What to do —
Starting with the line that contains "d logo icon" and going on through the end of the records, recast those lines as a Markdown table with the columns Row and Line, skipping any blank lines.

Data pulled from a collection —
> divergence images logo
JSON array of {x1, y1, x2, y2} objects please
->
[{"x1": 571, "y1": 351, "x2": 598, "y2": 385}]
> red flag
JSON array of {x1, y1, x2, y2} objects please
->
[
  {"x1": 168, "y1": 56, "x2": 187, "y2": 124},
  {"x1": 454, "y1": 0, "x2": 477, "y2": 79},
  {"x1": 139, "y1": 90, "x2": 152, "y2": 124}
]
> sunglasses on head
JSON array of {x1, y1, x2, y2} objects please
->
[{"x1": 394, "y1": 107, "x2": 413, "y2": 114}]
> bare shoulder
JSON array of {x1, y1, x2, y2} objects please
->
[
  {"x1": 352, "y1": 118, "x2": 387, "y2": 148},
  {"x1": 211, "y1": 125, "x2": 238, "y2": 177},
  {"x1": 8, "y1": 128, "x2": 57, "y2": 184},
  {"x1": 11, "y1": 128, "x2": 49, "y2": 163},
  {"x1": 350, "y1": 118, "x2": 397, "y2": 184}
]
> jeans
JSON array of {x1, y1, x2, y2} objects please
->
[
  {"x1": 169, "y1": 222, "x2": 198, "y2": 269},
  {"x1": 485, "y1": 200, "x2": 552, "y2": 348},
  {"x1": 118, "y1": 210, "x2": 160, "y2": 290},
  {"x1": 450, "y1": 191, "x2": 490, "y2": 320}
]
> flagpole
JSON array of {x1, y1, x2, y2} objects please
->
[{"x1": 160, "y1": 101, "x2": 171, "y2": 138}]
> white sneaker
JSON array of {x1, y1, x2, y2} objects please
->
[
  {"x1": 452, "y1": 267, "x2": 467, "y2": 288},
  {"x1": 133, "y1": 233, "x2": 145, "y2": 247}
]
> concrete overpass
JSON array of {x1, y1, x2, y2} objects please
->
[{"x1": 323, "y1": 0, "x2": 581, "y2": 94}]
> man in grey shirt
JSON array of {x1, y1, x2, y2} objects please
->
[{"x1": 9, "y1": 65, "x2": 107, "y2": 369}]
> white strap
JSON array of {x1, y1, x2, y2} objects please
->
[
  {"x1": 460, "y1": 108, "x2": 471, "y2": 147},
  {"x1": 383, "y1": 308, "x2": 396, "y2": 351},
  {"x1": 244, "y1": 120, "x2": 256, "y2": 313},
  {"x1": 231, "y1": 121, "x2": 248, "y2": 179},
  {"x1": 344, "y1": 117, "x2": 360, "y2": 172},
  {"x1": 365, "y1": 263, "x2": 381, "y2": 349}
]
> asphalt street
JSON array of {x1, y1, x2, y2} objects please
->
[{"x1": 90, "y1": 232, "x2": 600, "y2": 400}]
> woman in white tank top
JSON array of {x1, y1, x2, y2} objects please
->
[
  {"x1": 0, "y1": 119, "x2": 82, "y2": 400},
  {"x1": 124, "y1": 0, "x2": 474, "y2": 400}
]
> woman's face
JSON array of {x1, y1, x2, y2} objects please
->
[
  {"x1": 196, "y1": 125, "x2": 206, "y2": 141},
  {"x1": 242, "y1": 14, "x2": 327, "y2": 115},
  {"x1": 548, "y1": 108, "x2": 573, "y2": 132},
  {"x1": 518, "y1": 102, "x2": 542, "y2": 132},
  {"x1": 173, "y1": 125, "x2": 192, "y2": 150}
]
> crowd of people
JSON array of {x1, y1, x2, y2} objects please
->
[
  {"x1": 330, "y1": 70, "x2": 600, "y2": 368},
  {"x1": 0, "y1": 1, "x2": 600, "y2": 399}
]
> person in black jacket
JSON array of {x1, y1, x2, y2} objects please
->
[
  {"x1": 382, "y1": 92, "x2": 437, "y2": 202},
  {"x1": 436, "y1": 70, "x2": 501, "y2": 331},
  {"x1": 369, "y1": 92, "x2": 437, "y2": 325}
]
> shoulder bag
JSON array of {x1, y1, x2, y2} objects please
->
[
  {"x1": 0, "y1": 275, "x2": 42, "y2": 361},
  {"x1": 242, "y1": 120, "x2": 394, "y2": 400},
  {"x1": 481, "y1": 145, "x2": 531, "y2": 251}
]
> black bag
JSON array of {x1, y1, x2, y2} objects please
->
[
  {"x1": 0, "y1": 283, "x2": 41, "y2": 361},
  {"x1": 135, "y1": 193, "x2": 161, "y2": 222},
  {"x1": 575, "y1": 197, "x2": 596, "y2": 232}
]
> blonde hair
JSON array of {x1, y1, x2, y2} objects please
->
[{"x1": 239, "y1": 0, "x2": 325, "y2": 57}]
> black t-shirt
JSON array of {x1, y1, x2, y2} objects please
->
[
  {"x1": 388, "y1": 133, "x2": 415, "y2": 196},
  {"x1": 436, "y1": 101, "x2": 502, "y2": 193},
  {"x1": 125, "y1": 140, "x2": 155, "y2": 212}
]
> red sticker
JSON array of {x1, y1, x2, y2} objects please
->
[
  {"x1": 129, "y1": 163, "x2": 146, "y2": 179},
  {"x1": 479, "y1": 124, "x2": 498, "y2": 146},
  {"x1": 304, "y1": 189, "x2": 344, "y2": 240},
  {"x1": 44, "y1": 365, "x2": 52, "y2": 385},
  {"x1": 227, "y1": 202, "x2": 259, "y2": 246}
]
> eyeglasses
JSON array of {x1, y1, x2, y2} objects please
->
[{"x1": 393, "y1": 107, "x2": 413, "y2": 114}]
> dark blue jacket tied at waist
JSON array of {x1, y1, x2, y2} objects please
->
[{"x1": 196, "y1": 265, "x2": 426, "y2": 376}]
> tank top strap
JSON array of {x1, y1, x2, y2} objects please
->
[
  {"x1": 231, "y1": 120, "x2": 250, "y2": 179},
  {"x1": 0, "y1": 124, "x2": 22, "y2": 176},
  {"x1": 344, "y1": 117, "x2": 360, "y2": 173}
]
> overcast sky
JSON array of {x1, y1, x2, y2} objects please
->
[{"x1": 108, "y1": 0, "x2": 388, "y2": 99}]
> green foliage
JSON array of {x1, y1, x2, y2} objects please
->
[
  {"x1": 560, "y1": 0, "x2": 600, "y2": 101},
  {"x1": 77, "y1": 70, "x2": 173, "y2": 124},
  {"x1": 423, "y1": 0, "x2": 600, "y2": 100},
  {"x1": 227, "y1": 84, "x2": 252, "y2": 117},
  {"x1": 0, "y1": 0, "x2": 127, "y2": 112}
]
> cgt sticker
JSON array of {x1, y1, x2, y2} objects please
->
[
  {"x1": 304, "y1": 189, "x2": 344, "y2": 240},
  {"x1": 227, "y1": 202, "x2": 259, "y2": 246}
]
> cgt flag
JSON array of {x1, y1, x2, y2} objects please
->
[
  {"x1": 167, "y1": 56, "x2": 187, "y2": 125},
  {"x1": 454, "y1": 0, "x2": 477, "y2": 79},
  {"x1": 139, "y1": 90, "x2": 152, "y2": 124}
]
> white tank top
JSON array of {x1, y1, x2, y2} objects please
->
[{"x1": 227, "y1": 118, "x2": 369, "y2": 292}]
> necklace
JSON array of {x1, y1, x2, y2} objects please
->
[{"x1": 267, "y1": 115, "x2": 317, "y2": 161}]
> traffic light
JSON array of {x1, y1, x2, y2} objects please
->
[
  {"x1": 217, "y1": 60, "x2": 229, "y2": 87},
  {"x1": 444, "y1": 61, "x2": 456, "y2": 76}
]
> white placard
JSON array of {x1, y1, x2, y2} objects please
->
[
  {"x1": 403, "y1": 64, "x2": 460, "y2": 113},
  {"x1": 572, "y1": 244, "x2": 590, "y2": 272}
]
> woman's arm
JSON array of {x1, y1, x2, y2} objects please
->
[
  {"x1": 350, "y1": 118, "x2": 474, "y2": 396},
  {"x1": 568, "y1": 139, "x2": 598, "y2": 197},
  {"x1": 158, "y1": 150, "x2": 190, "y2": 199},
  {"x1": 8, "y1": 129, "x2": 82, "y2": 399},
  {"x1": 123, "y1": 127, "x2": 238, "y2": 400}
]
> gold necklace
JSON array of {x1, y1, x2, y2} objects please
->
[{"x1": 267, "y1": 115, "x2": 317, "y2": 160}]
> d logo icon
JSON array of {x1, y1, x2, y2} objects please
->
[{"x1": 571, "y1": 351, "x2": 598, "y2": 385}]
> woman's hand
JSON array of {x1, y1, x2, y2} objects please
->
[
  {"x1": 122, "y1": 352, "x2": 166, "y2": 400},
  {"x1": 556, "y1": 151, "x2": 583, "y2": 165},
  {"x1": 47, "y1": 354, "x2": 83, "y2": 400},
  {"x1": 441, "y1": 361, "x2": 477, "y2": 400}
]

Solution for this problem —
| Row | Line |
|---|---|
| 1 | > d logo icon |
| 2 | JSON array of {x1, y1, x2, y2} objects please |
| 3 | -> |
| 4 | [{"x1": 571, "y1": 351, "x2": 598, "y2": 385}] |
| 5 | > woman's hand |
| 6 | JSON array of {x1, y1, x2, y2} objects please |
| 7 | -> |
| 8 | [ |
| 9 |   {"x1": 122, "y1": 352, "x2": 166, "y2": 400}, |
| 10 |   {"x1": 556, "y1": 151, "x2": 583, "y2": 165}, |
| 11 |   {"x1": 47, "y1": 354, "x2": 83, "y2": 400}, |
| 12 |   {"x1": 441, "y1": 361, "x2": 477, "y2": 400} |
| 13 | ] |